::: Record extracts

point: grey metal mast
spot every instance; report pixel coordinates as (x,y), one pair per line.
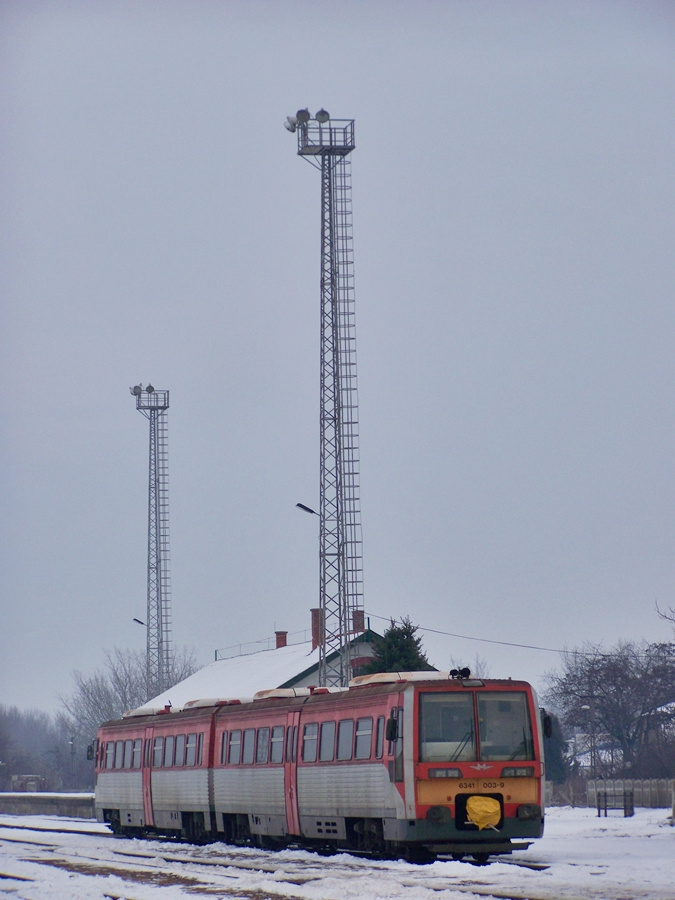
(154,405)
(326,143)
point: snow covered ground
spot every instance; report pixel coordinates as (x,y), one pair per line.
(583,857)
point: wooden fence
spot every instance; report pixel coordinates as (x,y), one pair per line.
(650,792)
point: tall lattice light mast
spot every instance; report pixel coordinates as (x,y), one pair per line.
(326,143)
(154,405)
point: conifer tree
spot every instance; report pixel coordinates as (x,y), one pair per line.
(399,650)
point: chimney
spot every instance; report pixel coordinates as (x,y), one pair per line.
(317,628)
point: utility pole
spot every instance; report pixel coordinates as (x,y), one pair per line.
(154,405)
(326,143)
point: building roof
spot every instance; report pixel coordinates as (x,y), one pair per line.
(240,677)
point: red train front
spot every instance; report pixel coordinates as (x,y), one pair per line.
(409,764)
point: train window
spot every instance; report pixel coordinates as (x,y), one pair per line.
(168,750)
(379,738)
(248,746)
(327,743)
(235,748)
(158,752)
(179,758)
(447,732)
(291,743)
(277,744)
(191,750)
(310,737)
(364,738)
(263,746)
(505,730)
(345,738)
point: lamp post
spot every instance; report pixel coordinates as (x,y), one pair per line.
(590,709)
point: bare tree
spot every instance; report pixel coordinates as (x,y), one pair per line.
(625,695)
(109,692)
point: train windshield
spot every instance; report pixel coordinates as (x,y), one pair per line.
(448,732)
(505,728)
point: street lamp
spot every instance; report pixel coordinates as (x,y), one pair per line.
(591,733)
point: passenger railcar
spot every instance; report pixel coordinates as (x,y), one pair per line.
(406,764)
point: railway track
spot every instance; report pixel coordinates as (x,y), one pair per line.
(213,870)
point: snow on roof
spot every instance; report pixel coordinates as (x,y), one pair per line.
(240,677)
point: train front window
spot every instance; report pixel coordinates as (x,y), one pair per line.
(505,728)
(447,732)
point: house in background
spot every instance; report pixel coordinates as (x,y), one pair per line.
(285,666)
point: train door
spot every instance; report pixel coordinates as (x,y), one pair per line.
(147,777)
(291,773)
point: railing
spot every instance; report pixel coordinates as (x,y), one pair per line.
(251,647)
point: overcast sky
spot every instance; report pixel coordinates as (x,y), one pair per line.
(514,226)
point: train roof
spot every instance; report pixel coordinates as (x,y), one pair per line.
(364,685)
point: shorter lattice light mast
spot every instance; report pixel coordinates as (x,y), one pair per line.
(154,405)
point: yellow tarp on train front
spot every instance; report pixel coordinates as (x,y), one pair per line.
(484,812)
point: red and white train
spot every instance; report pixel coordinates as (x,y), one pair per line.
(404,764)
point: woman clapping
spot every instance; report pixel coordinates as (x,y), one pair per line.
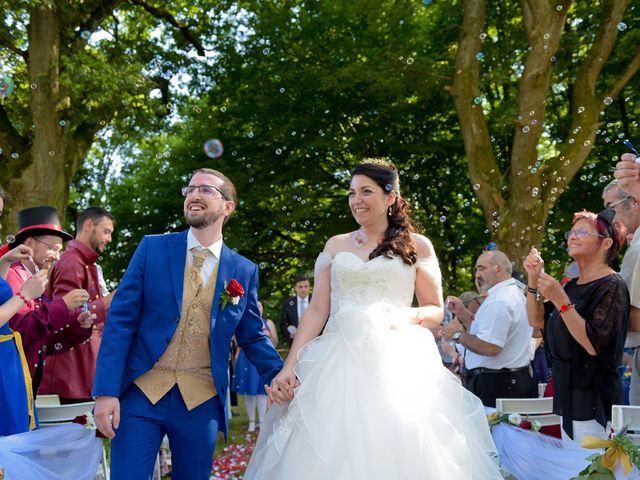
(585,324)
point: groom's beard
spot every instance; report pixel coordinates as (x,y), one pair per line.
(203,221)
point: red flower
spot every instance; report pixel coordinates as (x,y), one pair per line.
(234,288)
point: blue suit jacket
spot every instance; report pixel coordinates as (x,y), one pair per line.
(145,312)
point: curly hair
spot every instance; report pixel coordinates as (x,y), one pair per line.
(397,238)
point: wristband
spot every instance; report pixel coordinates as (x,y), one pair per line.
(23,298)
(535,291)
(564,308)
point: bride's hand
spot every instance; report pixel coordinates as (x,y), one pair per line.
(282,387)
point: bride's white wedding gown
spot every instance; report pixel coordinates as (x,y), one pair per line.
(375,401)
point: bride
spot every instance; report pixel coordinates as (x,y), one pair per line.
(370,398)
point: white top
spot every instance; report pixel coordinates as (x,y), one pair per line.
(302,304)
(210,261)
(502,321)
(630,273)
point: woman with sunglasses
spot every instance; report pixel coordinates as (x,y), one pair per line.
(584,323)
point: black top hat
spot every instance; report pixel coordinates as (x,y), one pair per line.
(37,221)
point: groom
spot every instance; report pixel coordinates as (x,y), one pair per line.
(162,366)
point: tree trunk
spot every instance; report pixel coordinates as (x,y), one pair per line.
(516,203)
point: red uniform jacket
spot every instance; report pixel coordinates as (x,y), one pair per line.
(70,374)
(47,326)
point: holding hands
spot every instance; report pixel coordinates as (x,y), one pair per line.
(282,386)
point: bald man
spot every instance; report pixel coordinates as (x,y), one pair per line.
(497,337)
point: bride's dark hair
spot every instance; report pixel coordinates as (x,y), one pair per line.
(397,239)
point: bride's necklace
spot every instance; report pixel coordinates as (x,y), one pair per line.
(360,238)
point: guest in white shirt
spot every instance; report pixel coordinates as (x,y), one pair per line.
(497,340)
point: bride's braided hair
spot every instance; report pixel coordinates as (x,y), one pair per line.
(397,239)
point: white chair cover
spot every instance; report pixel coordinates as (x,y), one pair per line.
(63,452)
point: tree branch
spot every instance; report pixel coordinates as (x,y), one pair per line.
(7,42)
(163,85)
(601,48)
(169,18)
(629,72)
(483,168)
(10,139)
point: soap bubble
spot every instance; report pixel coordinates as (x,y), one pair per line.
(213,148)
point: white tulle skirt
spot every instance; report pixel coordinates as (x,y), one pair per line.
(375,402)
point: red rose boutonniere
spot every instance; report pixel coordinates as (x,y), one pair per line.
(231,293)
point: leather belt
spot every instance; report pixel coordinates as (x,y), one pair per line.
(479,370)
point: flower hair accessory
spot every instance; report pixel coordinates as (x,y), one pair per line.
(232,293)
(381,162)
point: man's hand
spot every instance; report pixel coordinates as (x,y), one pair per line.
(628,174)
(107,300)
(107,415)
(34,286)
(75,298)
(85,319)
(282,386)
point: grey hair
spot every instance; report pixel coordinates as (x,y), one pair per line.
(501,260)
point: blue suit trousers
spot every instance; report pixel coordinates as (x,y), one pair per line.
(192,436)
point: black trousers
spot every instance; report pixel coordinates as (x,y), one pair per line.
(489,385)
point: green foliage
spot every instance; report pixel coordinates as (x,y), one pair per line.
(299,92)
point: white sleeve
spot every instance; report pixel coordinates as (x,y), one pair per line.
(431,267)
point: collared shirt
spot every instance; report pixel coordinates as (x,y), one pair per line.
(502,320)
(630,272)
(303,303)
(210,261)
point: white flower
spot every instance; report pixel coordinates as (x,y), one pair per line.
(515,418)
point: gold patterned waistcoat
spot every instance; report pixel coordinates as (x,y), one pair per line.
(187,360)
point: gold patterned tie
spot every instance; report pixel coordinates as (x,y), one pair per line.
(199,255)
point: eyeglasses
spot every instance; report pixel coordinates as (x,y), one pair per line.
(611,205)
(55,248)
(206,190)
(581,233)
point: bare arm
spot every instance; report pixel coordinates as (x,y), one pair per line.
(534,264)
(634,319)
(430,311)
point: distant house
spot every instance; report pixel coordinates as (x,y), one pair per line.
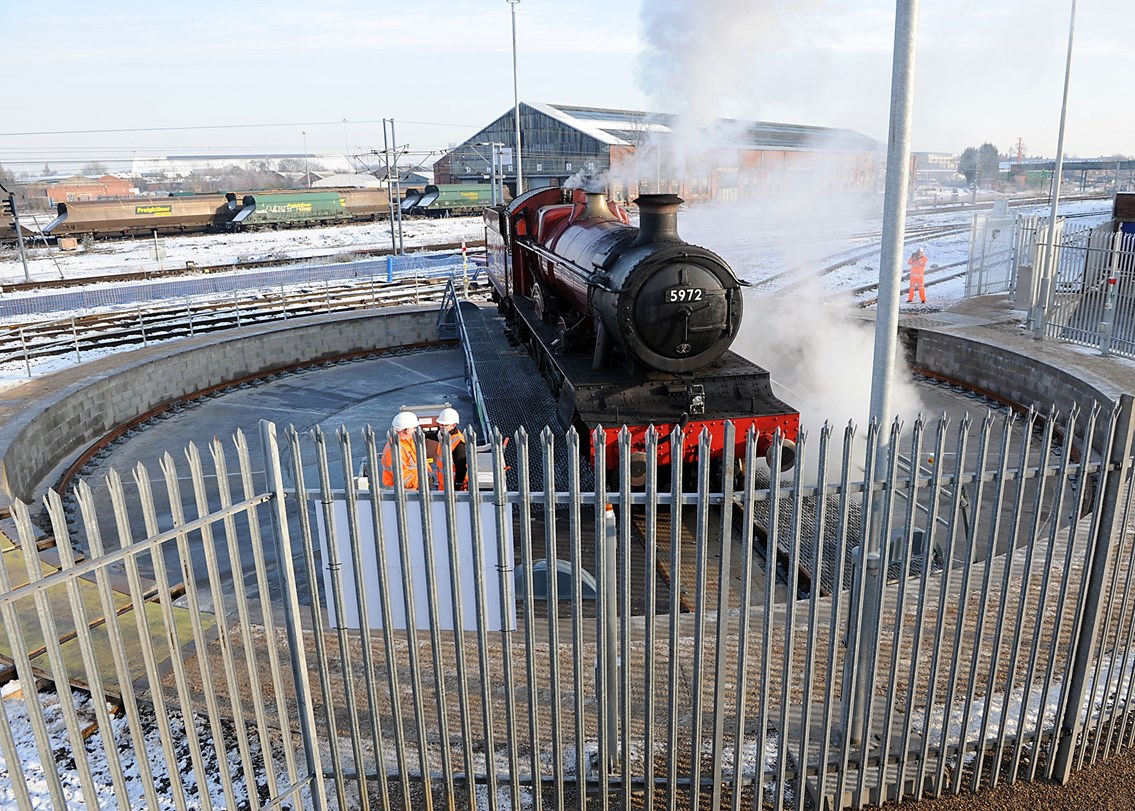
(639,152)
(183,166)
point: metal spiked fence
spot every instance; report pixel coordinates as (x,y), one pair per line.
(304,638)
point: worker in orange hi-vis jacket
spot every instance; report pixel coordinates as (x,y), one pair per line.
(917,263)
(404,425)
(452,436)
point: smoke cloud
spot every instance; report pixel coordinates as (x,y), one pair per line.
(700,56)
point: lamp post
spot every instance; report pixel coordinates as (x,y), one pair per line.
(346,144)
(515,100)
(867,607)
(307,169)
(1048,282)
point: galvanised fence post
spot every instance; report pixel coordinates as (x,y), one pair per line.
(291,600)
(1119,461)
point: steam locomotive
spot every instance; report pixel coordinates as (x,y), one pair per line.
(108,219)
(630,326)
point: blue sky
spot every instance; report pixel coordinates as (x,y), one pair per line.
(219,77)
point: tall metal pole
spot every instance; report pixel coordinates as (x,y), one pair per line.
(19,235)
(397,182)
(307,169)
(1050,259)
(887,321)
(346,145)
(395,203)
(515,102)
(493,171)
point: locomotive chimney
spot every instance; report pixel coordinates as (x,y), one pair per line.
(596,207)
(657,218)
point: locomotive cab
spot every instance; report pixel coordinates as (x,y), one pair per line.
(631,327)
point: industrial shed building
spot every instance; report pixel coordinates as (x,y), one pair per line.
(649,152)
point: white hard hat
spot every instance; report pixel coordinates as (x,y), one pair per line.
(448,416)
(404,420)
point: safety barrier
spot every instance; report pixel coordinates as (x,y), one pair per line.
(976,626)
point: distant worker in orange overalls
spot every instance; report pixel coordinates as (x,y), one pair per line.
(448,432)
(917,263)
(404,425)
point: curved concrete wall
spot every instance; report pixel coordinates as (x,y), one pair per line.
(1015,376)
(58,415)
(48,421)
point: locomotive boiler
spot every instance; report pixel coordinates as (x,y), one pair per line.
(630,326)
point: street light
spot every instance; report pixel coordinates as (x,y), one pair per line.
(1043,306)
(515,99)
(346,144)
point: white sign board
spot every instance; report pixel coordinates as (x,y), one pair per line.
(442,583)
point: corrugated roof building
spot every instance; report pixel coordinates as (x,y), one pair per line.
(650,152)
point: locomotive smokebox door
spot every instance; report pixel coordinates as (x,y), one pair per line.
(681,311)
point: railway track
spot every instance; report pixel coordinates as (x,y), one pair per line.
(98,332)
(223,268)
(790,281)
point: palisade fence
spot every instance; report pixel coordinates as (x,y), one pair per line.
(1091,298)
(984,635)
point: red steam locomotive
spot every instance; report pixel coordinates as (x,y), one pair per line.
(630,326)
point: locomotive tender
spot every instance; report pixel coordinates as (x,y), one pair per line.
(193,213)
(630,326)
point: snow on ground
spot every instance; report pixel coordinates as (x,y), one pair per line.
(132,255)
(755,243)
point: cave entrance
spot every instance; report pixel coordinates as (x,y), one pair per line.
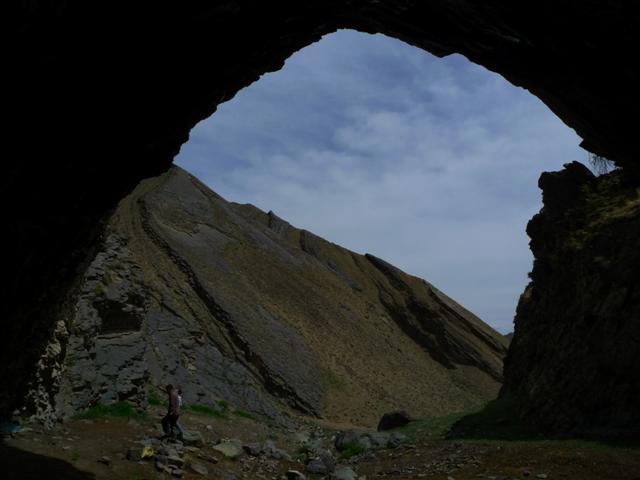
(430,164)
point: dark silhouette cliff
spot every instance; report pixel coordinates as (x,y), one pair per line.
(572,363)
(234,304)
(101,95)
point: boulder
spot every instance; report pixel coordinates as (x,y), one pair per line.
(199,468)
(252,449)
(295,475)
(321,463)
(396,439)
(193,438)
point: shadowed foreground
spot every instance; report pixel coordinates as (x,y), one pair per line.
(23,465)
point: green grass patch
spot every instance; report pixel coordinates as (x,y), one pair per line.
(331,380)
(154,398)
(349,449)
(120,409)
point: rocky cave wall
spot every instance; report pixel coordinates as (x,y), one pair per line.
(102,94)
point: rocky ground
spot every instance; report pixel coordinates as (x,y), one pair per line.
(237,448)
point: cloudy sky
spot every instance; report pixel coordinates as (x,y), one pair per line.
(431,164)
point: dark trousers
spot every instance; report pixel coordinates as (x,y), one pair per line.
(169,423)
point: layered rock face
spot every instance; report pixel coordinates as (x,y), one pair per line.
(572,363)
(233,303)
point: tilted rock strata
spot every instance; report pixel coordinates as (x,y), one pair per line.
(235,304)
(101,96)
(573,361)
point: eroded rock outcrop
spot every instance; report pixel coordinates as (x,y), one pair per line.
(101,96)
(236,304)
(572,363)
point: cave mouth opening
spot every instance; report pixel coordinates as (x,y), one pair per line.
(430,163)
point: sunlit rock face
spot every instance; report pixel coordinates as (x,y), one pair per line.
(573,360)
(101,96)
(235,304)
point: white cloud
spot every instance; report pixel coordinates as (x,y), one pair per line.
(431,164)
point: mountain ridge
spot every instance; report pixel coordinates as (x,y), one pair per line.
(234,303)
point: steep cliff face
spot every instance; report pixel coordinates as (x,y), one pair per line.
(573,360)
(233,303)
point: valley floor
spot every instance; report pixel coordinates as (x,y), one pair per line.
(76,450)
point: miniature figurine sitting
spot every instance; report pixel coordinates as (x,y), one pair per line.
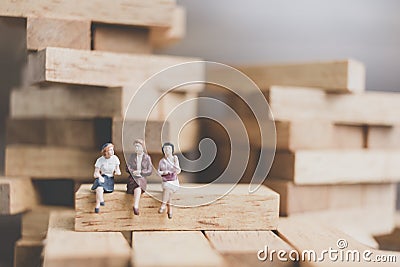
(169,169)
(139,167)
(105,168)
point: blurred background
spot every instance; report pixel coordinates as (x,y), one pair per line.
(258,32)
(237,32)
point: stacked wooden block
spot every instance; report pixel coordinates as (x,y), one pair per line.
(337,148)
(85,63)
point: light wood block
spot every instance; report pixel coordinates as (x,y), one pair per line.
(240,248)
(150,13)
(78,133)
(173,248)
(45,32)
(35,222)
(308,234)
(161,37)
(27,253)
(120,39)
(134,130)
(65,102)
(305,198)
(296,103)
(296,135)
(65,247)
(389,241)
(337,166)
(238,210)
(98,68)
(17,195)
(50,162)
(58,102)
(377,220)
(307,134)
(383,137)
(346,76)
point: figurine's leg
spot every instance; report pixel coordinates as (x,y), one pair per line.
(99,196)
(166,194)
(136,198)
(169,205)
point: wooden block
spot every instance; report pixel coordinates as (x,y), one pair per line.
(307,134)
(65,102)
(296,135)
(240,248)
(28,253)
(302,198)
(98,68)
(377,220)
(134,130)
(10,232)
(174,248)
(389,241)
(65,247)
(45,32)
(383,137)
(238,210)
(58,102)
(121,39)
(151,13)
(36,222)
(296,103)
(78,133)
(17,195)
(346,76)
(161,37)
(55,162)
(337,166)
(307,235)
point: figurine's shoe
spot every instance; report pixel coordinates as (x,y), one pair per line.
(135,211)
(162,209)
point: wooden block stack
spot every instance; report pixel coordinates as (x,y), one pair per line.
(85,63)
(337,148)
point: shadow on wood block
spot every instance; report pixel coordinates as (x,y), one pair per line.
(237,210)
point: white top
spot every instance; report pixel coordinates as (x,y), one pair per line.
(107,166)
(139,162)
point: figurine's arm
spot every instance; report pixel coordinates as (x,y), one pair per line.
(149,168)
(129,167)
(161,168)
(176,165)
(117,170)
(97,174)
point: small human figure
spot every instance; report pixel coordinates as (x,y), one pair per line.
(104,169)
(169,169)
(139,167)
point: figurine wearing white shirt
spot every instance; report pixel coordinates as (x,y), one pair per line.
(169,169)
(104,169)
(139,167)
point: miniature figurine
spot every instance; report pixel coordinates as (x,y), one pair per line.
(104,169)
(139,167)
(169,169)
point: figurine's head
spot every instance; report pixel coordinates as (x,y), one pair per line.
(138,145)
(107,150)
(168,149)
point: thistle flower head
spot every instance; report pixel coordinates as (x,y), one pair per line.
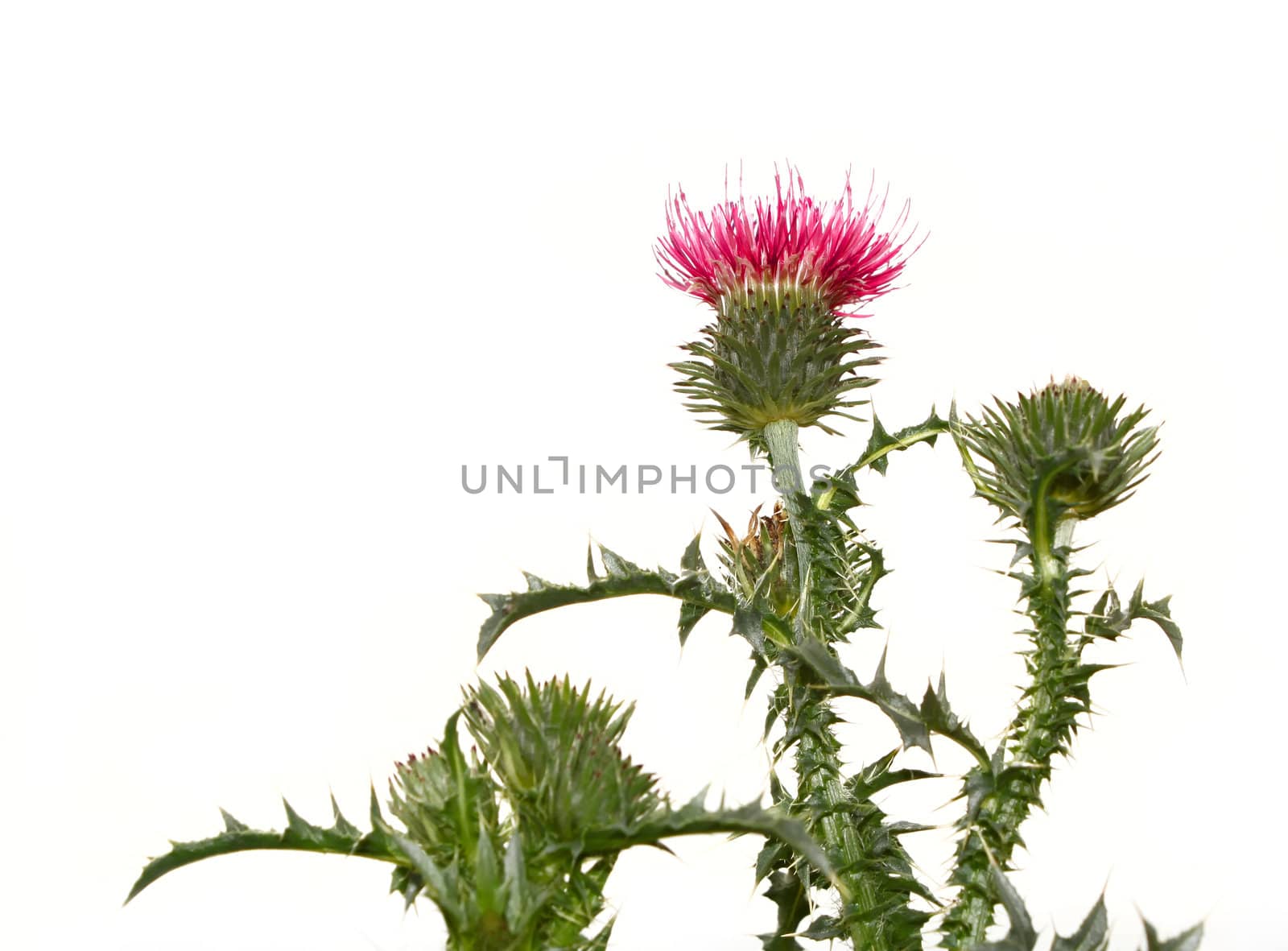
(778,272)
(790,246)
(1064,450)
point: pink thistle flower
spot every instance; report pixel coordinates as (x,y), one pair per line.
(786,246)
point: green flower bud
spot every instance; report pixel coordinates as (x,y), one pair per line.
(1063,448)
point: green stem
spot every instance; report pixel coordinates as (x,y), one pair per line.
(782,438)
(1042,728)
(821,796)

::::::

> Exercise prompt:
Arrange everything from the line containing "point: pink thistle flower" down to the final line as a Markdown table with the columns Row and Line, one line per row, numbered from 1 and leaving out blank lines.

> Task solution:
| Row | Line |
|---|---|
| 1 | point: pink thistle flower |
| 2 | spot every instance; report pixel coordinates as (x,y), one pair per line. |
| 3 | (786,246) |
| 4 | point: green flower bud |
| 5 | spot every instance; report pixel coordinates as (x,y), one pair per line. |
| 6 | (1063,448) |
| 7 | point: green stem |
| 8 | spot every instance; report pixel coordinates as (x,y), one pair per line. |
| 9 | (782,438) |
| 10 | (1042,728) |
| 11 | (821,796) |